# Set exercise
Give back exactly the lines running from the line with "For each instance of the distant mountain" to the end of the entries, and only those lines.
★ ★ ★ ★ ★ ★ ★
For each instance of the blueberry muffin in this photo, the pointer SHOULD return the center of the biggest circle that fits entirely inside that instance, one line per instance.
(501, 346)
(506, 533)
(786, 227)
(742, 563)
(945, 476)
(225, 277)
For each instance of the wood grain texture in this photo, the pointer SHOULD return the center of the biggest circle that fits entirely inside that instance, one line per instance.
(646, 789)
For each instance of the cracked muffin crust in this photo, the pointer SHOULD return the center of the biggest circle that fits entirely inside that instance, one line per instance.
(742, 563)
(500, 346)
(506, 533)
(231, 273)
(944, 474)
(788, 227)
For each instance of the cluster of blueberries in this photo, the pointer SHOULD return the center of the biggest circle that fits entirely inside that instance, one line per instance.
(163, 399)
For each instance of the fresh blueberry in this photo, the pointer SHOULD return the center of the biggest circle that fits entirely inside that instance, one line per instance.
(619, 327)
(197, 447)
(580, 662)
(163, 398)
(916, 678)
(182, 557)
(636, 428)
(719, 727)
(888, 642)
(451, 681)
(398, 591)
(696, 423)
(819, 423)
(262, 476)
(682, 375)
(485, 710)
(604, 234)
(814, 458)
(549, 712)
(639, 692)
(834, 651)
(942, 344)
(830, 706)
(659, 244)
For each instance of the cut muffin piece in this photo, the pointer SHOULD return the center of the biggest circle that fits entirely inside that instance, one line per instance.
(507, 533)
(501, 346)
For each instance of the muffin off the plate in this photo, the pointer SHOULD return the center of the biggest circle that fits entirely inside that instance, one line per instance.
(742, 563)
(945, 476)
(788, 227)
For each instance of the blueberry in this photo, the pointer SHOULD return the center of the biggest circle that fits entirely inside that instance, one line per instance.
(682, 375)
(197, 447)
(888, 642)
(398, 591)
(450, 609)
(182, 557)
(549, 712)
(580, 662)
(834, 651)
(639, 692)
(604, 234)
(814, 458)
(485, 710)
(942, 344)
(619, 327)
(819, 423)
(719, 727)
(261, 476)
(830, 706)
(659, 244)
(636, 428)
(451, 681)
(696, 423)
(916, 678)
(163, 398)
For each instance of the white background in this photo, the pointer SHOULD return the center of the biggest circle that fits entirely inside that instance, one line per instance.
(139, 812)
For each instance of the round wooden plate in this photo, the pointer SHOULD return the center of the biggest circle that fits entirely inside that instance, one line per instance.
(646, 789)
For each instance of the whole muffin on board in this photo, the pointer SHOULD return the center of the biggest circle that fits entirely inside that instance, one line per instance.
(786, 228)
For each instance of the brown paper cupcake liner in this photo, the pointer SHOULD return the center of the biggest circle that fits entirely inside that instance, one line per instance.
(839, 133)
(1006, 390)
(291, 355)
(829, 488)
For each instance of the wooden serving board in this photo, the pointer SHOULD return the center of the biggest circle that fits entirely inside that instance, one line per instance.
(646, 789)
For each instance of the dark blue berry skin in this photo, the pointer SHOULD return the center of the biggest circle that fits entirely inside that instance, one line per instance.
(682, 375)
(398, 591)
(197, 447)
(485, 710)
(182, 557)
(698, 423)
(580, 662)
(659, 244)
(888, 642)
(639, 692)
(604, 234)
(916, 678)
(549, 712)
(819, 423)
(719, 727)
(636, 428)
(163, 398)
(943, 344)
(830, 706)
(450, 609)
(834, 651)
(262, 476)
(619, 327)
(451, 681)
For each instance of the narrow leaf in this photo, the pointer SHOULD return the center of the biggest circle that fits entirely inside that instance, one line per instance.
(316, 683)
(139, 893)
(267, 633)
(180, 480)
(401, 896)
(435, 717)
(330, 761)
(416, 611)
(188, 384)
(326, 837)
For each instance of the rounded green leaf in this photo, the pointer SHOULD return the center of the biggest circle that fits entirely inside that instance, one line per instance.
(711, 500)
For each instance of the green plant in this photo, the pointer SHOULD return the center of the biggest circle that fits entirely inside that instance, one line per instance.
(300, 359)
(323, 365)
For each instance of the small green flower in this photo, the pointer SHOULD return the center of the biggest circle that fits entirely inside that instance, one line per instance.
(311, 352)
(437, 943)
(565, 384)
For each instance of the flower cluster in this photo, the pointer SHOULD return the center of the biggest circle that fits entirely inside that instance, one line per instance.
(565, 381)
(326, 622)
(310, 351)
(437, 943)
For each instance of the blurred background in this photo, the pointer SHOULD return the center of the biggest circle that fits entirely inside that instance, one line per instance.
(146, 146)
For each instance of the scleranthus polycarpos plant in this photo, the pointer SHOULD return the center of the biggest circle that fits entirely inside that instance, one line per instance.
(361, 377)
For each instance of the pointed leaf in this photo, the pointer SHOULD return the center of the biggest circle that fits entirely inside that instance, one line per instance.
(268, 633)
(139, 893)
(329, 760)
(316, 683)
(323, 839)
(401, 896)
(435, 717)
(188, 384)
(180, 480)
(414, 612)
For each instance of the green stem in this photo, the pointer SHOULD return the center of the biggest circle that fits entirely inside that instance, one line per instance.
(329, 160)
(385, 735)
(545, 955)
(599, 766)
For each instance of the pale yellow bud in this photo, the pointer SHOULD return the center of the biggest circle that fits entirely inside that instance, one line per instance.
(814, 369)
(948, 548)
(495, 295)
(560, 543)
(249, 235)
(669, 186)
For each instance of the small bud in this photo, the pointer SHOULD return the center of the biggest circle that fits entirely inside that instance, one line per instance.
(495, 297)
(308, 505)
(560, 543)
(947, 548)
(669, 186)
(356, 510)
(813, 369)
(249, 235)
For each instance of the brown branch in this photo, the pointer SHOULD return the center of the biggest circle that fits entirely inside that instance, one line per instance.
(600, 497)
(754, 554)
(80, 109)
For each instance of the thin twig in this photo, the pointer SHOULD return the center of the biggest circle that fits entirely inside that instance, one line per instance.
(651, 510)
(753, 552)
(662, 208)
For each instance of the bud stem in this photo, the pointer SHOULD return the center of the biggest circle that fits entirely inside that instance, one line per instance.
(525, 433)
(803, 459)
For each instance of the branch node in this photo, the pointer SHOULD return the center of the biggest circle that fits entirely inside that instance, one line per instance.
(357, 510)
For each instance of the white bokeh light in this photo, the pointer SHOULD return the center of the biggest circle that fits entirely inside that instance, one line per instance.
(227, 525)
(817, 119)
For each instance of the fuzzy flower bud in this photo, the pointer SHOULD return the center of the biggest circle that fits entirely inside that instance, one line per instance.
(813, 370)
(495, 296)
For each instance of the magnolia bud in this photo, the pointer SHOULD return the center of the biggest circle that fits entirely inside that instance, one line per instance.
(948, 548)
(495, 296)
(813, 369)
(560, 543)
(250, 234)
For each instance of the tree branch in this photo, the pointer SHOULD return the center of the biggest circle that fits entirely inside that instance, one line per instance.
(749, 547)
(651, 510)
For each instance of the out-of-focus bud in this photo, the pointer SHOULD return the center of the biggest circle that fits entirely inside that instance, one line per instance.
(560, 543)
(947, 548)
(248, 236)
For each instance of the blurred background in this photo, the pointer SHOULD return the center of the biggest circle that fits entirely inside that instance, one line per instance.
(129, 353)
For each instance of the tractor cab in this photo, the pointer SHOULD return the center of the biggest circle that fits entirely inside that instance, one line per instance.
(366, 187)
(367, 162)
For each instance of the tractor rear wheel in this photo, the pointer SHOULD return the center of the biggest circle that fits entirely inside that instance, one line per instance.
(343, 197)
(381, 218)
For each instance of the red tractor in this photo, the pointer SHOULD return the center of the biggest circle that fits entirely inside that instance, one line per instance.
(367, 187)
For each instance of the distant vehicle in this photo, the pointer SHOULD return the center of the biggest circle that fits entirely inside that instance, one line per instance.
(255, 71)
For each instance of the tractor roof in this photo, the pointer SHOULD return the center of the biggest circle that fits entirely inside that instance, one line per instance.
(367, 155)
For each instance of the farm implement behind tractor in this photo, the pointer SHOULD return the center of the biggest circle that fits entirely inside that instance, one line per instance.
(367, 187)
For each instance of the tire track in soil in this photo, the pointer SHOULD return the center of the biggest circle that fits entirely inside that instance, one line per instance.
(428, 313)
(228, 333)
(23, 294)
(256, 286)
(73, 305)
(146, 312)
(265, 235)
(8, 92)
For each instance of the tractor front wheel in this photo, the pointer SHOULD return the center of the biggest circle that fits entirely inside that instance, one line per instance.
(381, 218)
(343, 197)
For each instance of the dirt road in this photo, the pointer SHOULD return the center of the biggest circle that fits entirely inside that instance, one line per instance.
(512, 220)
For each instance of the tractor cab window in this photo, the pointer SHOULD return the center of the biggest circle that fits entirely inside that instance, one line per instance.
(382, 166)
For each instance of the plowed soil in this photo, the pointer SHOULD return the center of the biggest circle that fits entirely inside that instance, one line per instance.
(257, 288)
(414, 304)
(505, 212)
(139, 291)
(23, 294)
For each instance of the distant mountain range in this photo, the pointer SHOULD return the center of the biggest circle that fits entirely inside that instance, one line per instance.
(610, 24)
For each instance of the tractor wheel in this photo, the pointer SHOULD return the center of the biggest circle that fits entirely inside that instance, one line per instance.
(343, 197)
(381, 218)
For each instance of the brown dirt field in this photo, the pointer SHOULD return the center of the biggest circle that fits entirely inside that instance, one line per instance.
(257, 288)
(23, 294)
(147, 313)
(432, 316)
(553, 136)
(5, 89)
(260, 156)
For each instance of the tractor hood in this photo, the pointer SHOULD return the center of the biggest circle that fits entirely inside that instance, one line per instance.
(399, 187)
★ ★ ★ ★ ★ ★ ★
# Complete response
For each instance of the distant mountain range in this photo, the pointer SHOULD return the center of the biggest circle that fits entirely inside that instance, one line per instance.
(610, 24)
For each instance of the tractor wheel in this photo, the pointer SHOULD return the center of the biggest circle that fits entirely inside that instance, one line per instance.
(343, 197)
(381, 218)
For each instance of the brown dirt field in this photo, the pointer SHOULD return the center of the biggest circle that fits entirely inside that instance, one line per instance.
(257, 288)
(23, 294)
(147, 313)
(432, 316)
(553, 136)
(5, 89)
(260, 156)
For each instance of the tractor hood in this photo, the pointer SHOULD return the center of the biggest circle that fits entirely inside that instance, one line per instance.
(399, 187)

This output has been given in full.